[Lines of data]
========================
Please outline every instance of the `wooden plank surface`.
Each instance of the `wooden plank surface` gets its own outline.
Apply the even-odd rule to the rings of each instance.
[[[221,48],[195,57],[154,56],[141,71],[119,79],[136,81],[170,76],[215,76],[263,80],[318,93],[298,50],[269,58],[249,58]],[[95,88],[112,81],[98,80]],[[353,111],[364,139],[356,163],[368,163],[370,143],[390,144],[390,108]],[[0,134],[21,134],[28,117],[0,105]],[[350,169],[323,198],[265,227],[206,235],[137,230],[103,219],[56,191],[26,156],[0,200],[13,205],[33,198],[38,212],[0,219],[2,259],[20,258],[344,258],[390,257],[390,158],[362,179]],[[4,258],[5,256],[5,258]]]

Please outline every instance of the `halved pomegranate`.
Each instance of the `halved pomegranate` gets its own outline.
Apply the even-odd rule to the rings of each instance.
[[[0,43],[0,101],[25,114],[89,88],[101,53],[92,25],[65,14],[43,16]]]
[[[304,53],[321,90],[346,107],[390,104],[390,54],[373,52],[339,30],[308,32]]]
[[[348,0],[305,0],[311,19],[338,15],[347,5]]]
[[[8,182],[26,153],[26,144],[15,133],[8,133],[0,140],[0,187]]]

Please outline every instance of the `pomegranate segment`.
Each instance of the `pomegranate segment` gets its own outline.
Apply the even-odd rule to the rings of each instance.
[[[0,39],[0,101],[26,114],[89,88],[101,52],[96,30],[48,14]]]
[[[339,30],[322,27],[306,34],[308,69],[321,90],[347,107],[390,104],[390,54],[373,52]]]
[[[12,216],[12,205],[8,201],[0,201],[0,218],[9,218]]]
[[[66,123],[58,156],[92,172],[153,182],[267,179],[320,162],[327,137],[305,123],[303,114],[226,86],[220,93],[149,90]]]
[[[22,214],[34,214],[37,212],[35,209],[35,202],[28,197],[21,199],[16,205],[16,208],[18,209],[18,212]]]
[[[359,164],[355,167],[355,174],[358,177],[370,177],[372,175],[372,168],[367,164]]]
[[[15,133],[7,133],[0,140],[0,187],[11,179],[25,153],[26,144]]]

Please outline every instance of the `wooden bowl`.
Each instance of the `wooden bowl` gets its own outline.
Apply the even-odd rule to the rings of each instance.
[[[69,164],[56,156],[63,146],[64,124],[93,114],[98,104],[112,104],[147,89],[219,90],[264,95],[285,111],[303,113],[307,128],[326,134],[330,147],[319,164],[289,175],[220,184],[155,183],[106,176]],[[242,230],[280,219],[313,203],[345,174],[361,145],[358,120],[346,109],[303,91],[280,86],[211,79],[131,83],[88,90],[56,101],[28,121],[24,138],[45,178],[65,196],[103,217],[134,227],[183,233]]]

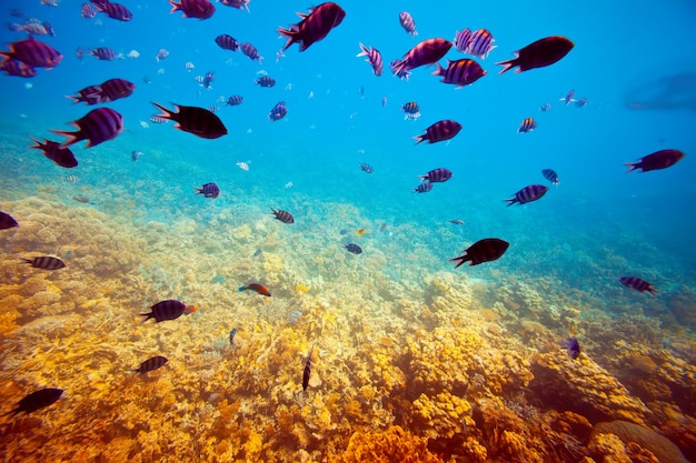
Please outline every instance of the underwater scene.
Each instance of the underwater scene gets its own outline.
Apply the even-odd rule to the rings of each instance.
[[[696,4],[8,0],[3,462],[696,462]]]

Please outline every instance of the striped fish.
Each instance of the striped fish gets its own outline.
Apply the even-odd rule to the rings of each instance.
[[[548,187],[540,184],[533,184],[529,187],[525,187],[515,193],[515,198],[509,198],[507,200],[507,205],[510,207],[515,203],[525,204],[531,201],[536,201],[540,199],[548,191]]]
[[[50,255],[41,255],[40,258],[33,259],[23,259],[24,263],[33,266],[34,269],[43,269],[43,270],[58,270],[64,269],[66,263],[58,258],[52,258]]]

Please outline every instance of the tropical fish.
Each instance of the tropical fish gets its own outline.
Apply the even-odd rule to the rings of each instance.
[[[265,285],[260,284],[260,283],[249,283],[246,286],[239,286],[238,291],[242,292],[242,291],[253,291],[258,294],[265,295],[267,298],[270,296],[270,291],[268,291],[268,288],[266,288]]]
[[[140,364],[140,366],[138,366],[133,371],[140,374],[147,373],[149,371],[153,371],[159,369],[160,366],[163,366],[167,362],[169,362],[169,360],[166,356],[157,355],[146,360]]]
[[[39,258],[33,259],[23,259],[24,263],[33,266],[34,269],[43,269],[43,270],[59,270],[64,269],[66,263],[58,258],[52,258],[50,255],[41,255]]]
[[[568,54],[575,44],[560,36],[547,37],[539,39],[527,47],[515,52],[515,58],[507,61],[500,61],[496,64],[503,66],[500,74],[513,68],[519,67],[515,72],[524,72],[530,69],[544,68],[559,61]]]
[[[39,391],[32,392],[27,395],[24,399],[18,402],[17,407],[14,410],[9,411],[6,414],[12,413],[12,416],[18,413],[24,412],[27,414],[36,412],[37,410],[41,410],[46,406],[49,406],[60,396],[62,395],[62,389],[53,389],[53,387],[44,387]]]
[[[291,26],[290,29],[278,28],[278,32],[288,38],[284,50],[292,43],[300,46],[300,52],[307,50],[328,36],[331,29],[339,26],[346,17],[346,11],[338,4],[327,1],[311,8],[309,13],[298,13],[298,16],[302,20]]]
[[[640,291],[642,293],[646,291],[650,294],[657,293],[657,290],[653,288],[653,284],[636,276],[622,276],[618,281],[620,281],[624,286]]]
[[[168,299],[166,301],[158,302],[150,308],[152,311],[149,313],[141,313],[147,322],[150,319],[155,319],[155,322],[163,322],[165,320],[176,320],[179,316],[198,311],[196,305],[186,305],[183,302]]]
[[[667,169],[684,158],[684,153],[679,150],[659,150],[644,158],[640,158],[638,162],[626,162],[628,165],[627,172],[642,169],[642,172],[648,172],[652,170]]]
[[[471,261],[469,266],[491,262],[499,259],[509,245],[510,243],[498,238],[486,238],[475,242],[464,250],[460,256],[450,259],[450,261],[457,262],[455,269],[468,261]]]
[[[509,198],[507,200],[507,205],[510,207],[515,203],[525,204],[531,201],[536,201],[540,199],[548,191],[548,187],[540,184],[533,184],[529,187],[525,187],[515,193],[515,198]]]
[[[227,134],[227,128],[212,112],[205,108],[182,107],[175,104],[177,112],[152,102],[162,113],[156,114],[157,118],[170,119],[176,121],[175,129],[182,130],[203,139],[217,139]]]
========================
_Problem details_: Reproduce the listing exactly. Leave its pictures out.

_Task answer_:
Please outline every instance of the `wooden plank surface`.
Each instance of the `wooden plank surface` gets its own outline.
Apply the even-odd rule to the rings of each instance.
[[[221,48],[195,57],[154,56],[141,71],[119,79],[136,81],[170,76],[215,76],[263,80],[318,93],[298,50],[269,58],[249,58]],[[95,88],[112,81],[98,80]],[[353,111],[364,139],[356,163],[368,163],[370,143],[390,144],[390,108]],[[0,134],[21,134],[28,117],[0,105]],[[350,169],[323,198],[265,227],[206,235],[137,230],[103,219],[56,191],[26,156],[0,200],[13,205],[33,198],[38,212],[0,219],[2,259],[20,258],[344,258],[390,257],[390,158],[362,179]],[[4,258],[5,256],[5,258]]]

Please outline every instance of the `halved pomegranate`.
Each instance of the `halved pomegranate` gets its own outline.
Apply the even-odd rule to the rings of each instance.
[[[0,43],[0,101],[25,114],[89,88],[101,53],[92,25],[65,14],[43,16]]]
[[[304,53],[321,90],[346,107],[390,104],[390,54],[373,52],[339,30],[308,32]]]
[[[348,0],[305,0],[311,19],[338,15],[347,5]]]
[[[8,182],[26,153],[26,144],[15,133],[8,133],[0,140],[0,187]]]

Please outline every instance of the `pomegranate segment`.
Each instance of the `pomegranate segment` gets its own outline.
Apply the even-odd rule to the rings of each instance.
[[[0,39],[0,101],[26,114],[89,88],[101,52],[96,30],[48,14]]]
[[[339,30],[322,27],[306,34],[308,69],[321,90],[347,107],[390,104],[390,54],[373,52]]]
[[[12,216],[12,205],[8,201],[0,201],[0,218],[9,218]]]
[[[66,123],[58,156],[92,172],[153,182],[267,179],[320,162],[327,137],[305,123],[303,114],[226,86],[220,93],[149,90]]]
[[[22,214],[34,214],[37,212],[35,209],[35,202],[28,197],[21,199],[16,205],[16,208],[18,209],[18,212]]]
[[[359,164],[355,167],[355,174],[358,177],[370,177],[372,175],[372,168],[367,164]]]
[[[15,133],[7,133],[0,140],[0,187],[11,179],[25,153],[26,144]]]

Please outline every instance of the `wooden bowl`.
Each instance of the `wooden bowl` gets its own outline.
Apply the even-odd rule to the rings of each instance.
[[[69,164],[56,156],[63,146],[64,124],[93,114],[98,104],[112,104],[147,89],[219,90],[264,95],[285,111],[303,113],[307,128],[326,134],[330,147],[319,164],[289,175],[220,184],[155,183],[106,176]],[[242,230],[280,219],[313,203],[345,174],[361,145],[358,120],[346,109],[303,91],[280,86],[211,79],[131,83],[88,90],[56,101],[28,121],[24,138],[45,178],[65,196],[103,217],[134,227],[183,233]]]

Please outline every instance of the underwater scene.
Each instance of the underwater scene gets its own outline.
Apply the even-odd rule to the rings of each instance.
[[[696,4],[8,0],[3,462],[696,462]]]

Please outline every instance of the striped fish.
Each instance of the striped fish gets its own outline.
Apply the even-odd rule to the rings of each instance.
[[[548,187],[540,184],[533,184],[529,187],[525,187],[515,193],[515,198],[509,198],[507,200],[507,205],[510,207],[515,203],[525,204],[531,201],[536,201],[540,199],[548,191]]]
[[[50,255],[41,255],[40,258],[33,259],[23,259],[24,263],[33,266],[34,269],[43,269],[43,270],[58,270],[64,269],[66,263],[58,258],[52,258]]]

Please outline every instance of the tropical fish.
Each instance of the tropical fish gets its own outline.
Apply the even-odd rule to the rings of each instance.
[[[265,285],[260,284],[260,283],[249,283],[246,286],[239,286],[238,291],[242,292],[242,291],[253,291],[258,294],[265,295],[267,298],[270,296],[270,291],[268,291],[268,288],[266,288]]]
[[[140,364],[140,366],[138,366],[133,371],[140,374],[147,373],[149,371],[153,371],[159,369],[160,366],[163,366],[167,362],[169,362],[169,360],[166,356],[157,355],[146,360]]]
[[[39,258],[33,259],[23,259],[24,263],[33,266],[34,269],[43,269],[43,270],[59,270],[64,269],[66,263],[58,258],[52,258],[50,255],[41,255]]]
[[[568,54],[575,44],[560,36],[547,37],[539,39],[527,47],[515,52],[515,58],[507,61],[500,61],[496,64],[503,66],[500,74],[513,68],[519,67],[515,72],[524,72],[530,69],[544,68],[559,61]]]
[[[39,391],[32,392],[27,395],[24,399],[18,402],[17,407],[14,410],[9,411],[6,414],[12,413],[12,416],[18,413],[24,412],[27,414],[36,412],[37,410],[41,410],[46,406],[49,406],[60,396],[62,395],[62,389],[53,389],[53,387],[44,387]]]
[[[291,26],[290,29],[278,28],[278,32],[288,38],[284,50],[292,43],[300,46],[300,52],[307,50],[328,36],[331,29],[339,26],[346,17],[346,11],[338,4],[327,1],[311,8],[309,13],[298,13],[298,16],[302,20]]]
[[[640,291],[642,293],[646,291],[650,294],[657,293],[657,290],[653,288],[653,284],[636,276],[622,276],[618,281],[620,281],[624,286]]]
[[[168,299],[166,301],[158,302],[150,308],[152,311],[149,313],[141,313],[147,322],[150,319],[155,319],[155,322],[163,322],[165,320],[176,320],[179,316],[198,311],[196,305],[186,305],[183,302]]]
[[[667,169],[684,158],[684,153],[679,150],[659,150],[644,158],[640,158],[638,162],[626,162],[628,165],[627,172],[642,169],[642,172],[648,172],[652,170]]]
[[[471,261],[469,266],[491,262],[499,259],[509,245],[510,243],[498,238],[486,238],[475,242],[464,250],[460,256],[450,259],[450,261],[457,262],[455,269],[468,261]]]
[[[509,198],[507,200],[507,205],[510,207],[515,203],[525,204],[531,201],[536,201],[540,199],[548,191],[548,187],[540,184],[533,184],[529,187],[525,187],[515,193],[515,198]]]
[[[227,134],[227,128],[212,112],[205,108],[182,107],[175,104],[177,112],[152,102],[162,113],[156,114],[157,118],[170,119],[176,121],[175,129],[182,130],[203,139],[217,139]]]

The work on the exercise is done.